**課題 1**
下にあるデータソースの項目の行を、指示も含めてすべてもう一度書き出し、解答の座標の数値それぞれに-110を加えてください。画像は解答に入れないでください。

*** 提示文

戦後、物資が少ない中で入手可能な原材料から様々なものを手掛け、事業を模索。1946年に防空暗幕を用いて作った紳士用の黒いレインコートが三陽商会のコート第一号に。1947年、戦時中のパラシュート生地から着想を得て、絹羽二重に植物油を塗って作ったオイルシルクの婦人用レインコートが大流行。1949年、戦後の大不況の中「レインコート製造販売」専業に転換し看板を掲げました。この看板により進駐軍の家族用レインコート1万着の受注が舞い込み、飛躍の契機となりました。



1950年代
レインコート専業から総合的なコートメーカーに前進

進駐軍用レインコート生産をきっかけに、その売場を設けていた百貨店や素材メーカーとの関係を築き、1950年には業界初ともいわれる専属デザイナーを起用。デザイン性のあるレインコートを次々に発表し本格生産を開始。地味だったレインコートをおしゃれ着に変えていきました。1951年に「サンヨーレインコート」を商標登録。1953年、晴雨兼用の「ダスターコート」を発売し、1955年に全国的に大流行、通年販売商品を展開する総合的なコートメーカーへと前進しました。また、欧米映画からファッショントレンドが生まれていたシネモードに着目し、映画「愛情物語」や「三月生れ」の主演女優が着たコートをイメージしてつくった「赤いレインコート」や「ササールコート」が大ヒットしました。

******

**課題 2**
上の提示文のうち、「戦後、物資が少ない中で入手可」から「コート」が大ヒットしました。」までを、「コート」が大ヒットしました。」も含めてそのまま書き写してください。

*** 演習用データ

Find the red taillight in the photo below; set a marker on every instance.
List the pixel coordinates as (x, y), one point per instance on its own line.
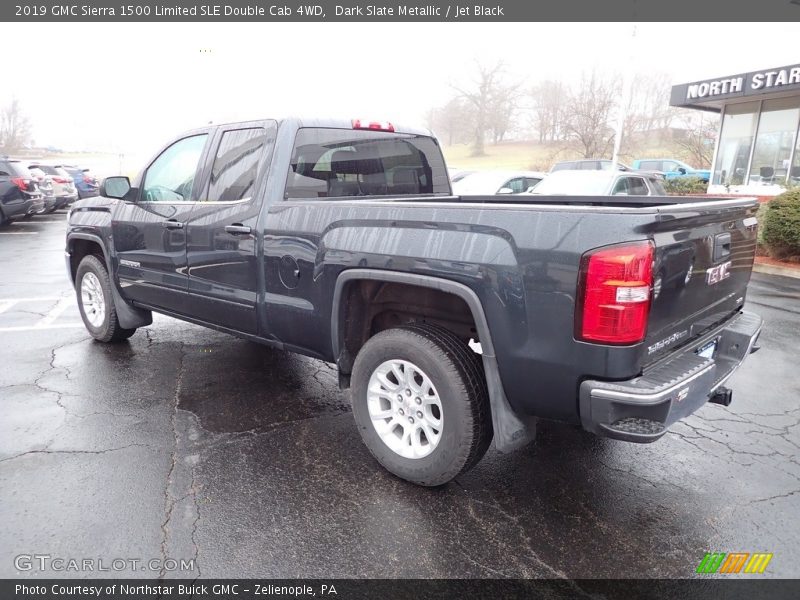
(614, 294)
(373, 125)
(21, 183)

******

**正解 1**
Find the red taillight in the photo below; set a marker on every instance.
List the pixel coordinates as (x, y), one point per instance on its own line.
(504, 184)
(263, 15)
(-89, 73)

**正解 2**
戦後、物資が少ない中で入手可能な原材料から様々なものを手掛け、事業を模索。1946年に防空暗幕を用いて作った紳士用の黒いレインコートが三陽商会のコート第一号に。1947年、戦時中のパラシュート生地から着想を得て、絹羽二重に植物油を塗って作ったオイルシルクの婦人用レインコートが大流行。1949年、戦後の大不況の中「レインコート製造販売」専業に転換し看板を掲げました。この看板により進駐軍の家族用レインコート1万着の受注が舞い込み、飛躍の契機となりました。



1950年代
レインコート専業から総合的なコートメーカーに前進

進駐軍用レインコート生産をきっかけに、その売場を設けていた百貨店や素材メーカーとの関係を築き、1950年には業界初ともいわれる専属デザイナーを起用。デザイン性のあるレインコートを次々に発表し本格生産を開始。地味だったレインコートをおしゃれ着に変えていきました。1951年に「サンヨーレインコート」を商標登録。1953年、晴雨兼用の「ダスターコート」を発売し、1955年に全国的に大流行、通年販売商品を展開する総合的なコートメーカーへと前進しました。また、欧米映画からファッショントレンドが生まれていたシネモードに着目し、映画「愛情物語」や「三月生れ」の主演女優が着たコートをイメージしてつくった「赤いレインコート」や「ササールコート」が大ヒットしました。